# Start of Records shown

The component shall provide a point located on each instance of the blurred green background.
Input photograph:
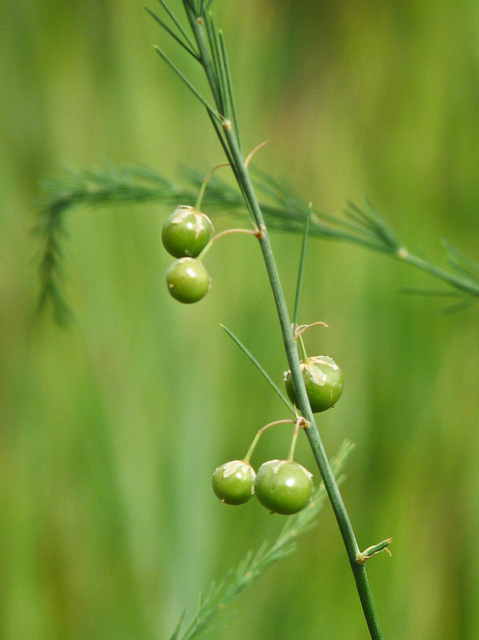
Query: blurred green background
(110, 430)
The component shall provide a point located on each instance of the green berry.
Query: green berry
(323, 379)
(187, 280)
(283, 486)
(186, 232)
(233, 482)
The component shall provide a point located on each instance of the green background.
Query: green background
(110, 430)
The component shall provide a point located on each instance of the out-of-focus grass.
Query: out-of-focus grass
(110, 430)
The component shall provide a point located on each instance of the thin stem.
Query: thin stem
(245, 183)
(303, 348)
(302, 262)
(260, 433)
(294, 440)
(319, 452)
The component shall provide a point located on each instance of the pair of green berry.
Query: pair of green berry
(185, 235)
(282, 486)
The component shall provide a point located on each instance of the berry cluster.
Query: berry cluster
(185, 234)
(282, 486)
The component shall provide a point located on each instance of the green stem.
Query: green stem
(344, 523)
(244, 180)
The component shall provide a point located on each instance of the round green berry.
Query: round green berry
(323, 379)
(283, 486)
(186, 232)
(187, 280)
(233, 482)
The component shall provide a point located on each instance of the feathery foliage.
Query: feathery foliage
(283, 208)
(252, 565)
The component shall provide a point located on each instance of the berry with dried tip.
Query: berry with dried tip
(233, 482)
(323, 379)
(283, 486)
(186, 232)
(187, 280)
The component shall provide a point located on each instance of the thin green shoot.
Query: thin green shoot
(187, 47)
(302, 262)
(190, 86)
(178, 24)
(261, 369)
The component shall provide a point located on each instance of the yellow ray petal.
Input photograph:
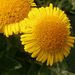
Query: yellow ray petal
(54, 11)
(70, 44)
(34, 54)
(39, 56)
(33, 49)
(44, 58)
(27, 46)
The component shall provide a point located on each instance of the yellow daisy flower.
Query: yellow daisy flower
(12, 14)
(48, 36)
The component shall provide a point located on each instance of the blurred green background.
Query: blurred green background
(15, 61)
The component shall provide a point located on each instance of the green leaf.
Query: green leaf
(33, 70)
(12, 52)
(44, 70)
(7, 63)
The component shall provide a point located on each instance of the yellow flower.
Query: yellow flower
(48, 36)
(12, 14)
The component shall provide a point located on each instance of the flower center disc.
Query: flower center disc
(12, 11)
(50, 33)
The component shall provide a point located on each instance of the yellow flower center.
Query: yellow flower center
(50, 33)
(12, 11)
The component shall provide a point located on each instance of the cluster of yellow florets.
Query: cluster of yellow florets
(12, 11)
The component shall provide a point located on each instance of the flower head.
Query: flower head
(12, 13)
(48, 36)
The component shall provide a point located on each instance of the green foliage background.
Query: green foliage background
(15, 61)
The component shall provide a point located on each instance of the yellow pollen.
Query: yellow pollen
(12, 11)
(50, 33)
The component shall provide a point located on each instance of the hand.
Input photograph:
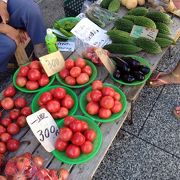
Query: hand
(4, 13)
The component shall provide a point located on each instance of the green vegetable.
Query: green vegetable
(144, 21)
(122, 48)
(139, 11)
(114, 6)
(163, 42)
(148, 45)
(124, 25)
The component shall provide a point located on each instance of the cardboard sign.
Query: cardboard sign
(105, 60)
(44, 128)
(140, 31)
(90, 33)
(52, 63)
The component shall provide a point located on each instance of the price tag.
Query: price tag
(105, 60)
(44, 128)
(140, 31)
(66, 46)
(52, 63)
(90, 33)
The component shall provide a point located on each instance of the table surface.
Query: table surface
(109, 130)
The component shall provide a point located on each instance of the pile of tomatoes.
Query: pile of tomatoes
(16, 119)
(32, 76)
(76, 72)
(57, 102)
(103, 101)
(75, 138)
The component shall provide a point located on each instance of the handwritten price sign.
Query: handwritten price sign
(44, 128)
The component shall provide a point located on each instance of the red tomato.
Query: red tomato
(73, 151)
(70, 80)
(87, 69)
(13, 129)
(69, 63)
(96, 95)
(3, 148)
(65, 134)
(44, 80)
(4, 137)
(21, 121)
(34, 75)
(32, 85)
(68, 120)
(75, 72)
(92, 108)
(117, 107)
(78, 139)
(97, 84)
(88, 97)
(107, 102)
(53, 106)
(67, 101)
(90, 135)
(20, 102)
(7, 103)
(61, 145)
(45, 97)
(87, 147)
(12, 145)
(26, 111)
(117, 96)
(80, 62)
(76, 126)
(59, 93)
(64, 73)
(10, 91)
(21, 81)
(83, 78)
(6, 121)
(104, 113)
(23, 71)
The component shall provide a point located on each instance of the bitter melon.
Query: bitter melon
(144, 21)
(124, 25)
(163, 28)
(122, 48)
(148, 45)
(158, 16)
(139, 11)
(114, 6)
(163, 42)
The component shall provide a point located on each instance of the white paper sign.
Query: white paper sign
(66, 46)
(44, 128)
(90, 33)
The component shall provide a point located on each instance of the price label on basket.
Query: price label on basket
(52, 63)
(101, 53)
(44, 128)
(140, 31)
(90, 33)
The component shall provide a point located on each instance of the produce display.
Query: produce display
(27, 166)
(78, 141)
(31, 78)
(77, 73)
(59, 101)
(103, 102)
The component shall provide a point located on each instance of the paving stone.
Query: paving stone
(133, 159)
(162, 128)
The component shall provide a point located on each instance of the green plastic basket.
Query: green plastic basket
(91, 79)
(135, 83)
(23, 89)
(83, 103)
(35, 106)
(61, 156)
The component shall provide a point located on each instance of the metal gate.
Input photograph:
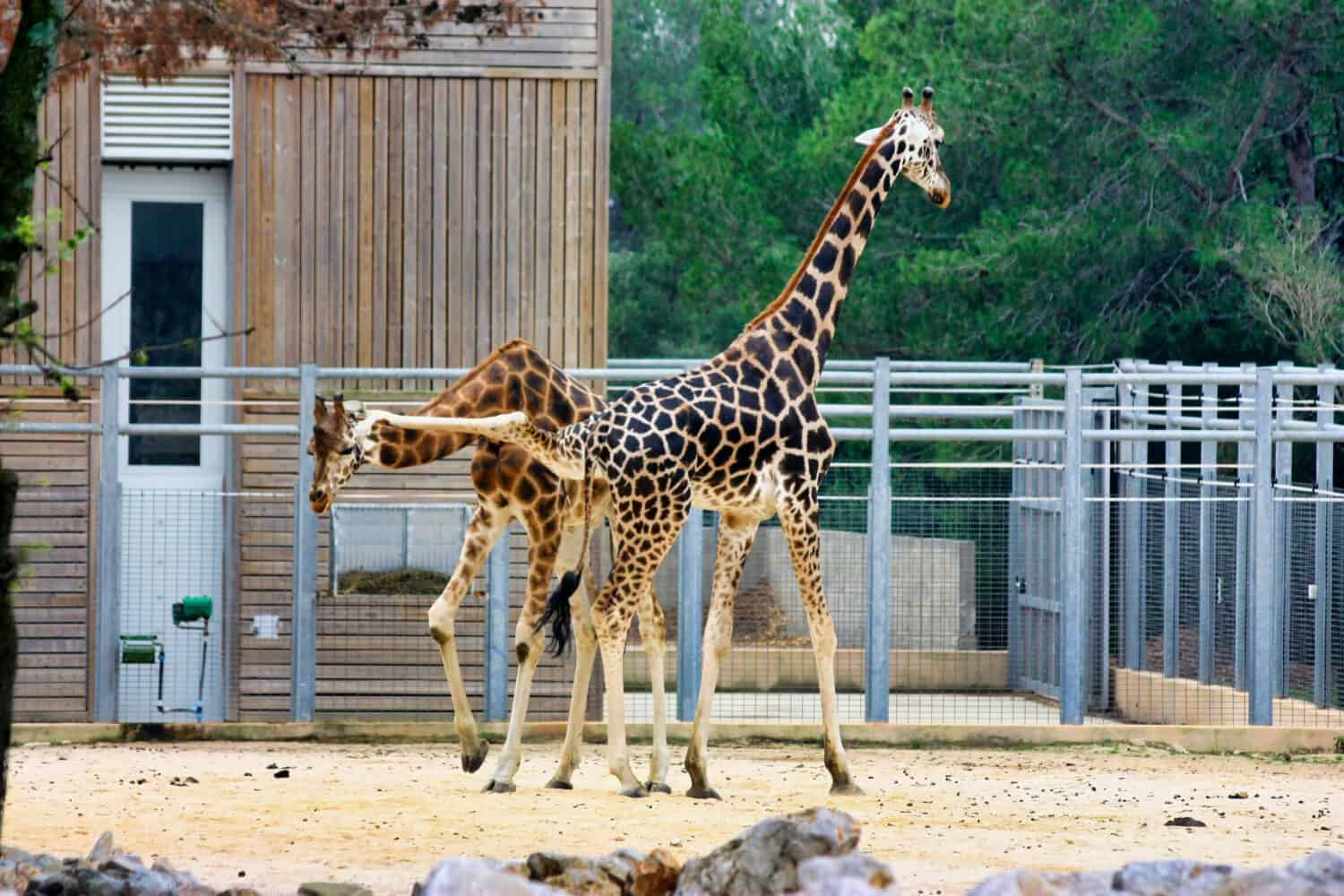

# End of Records shown

§ Exercise instructions
Reproduce every line, without omitting any, from the line containing "the bitter melon." up to and including the final line of the entries, adding 31 to each number in the answer coordinates. Leave the pictures out.

§ The reply
The component shall provide a point located on each instance of the bitter melon.
Query: bitter melon
(175, 52)
(155, 56)
(194, 59)
(153, 79)
(179, 76)
(189, 47)
(170, 42)
(145, 37)
(194, 73)
The component shall provide a point located on each instance of the white paper sign.
Query: white paper sign
(97, 77)
(75, 159)
(121, 64)
The component shall provide a point located on each instance of the price label on basket.
Query: price label on basket
(83, 94)
(132, 84)
(75, 159)
(171, 62)
(121, 64)
The component shall provide a point located on each instance of the produce display.
Query: produce display
(58, 197)
(109, 172)
(62, 109)
(108, 104)
(90, 132)
(134, 133)
The component shall provide a point located on each instance of the paving stone.
Query: paving stone
(164, 190)
(193, 159)
The component shall provide a point located on each instance of the green plastic basket.
Query: green plastic basket
(122, 110)
(166, 114)
(54, 120)
(114, 134)
(66, 137)
(92, 187)
The component shall provide a point located on each instance of the metal gate.
Input photograph:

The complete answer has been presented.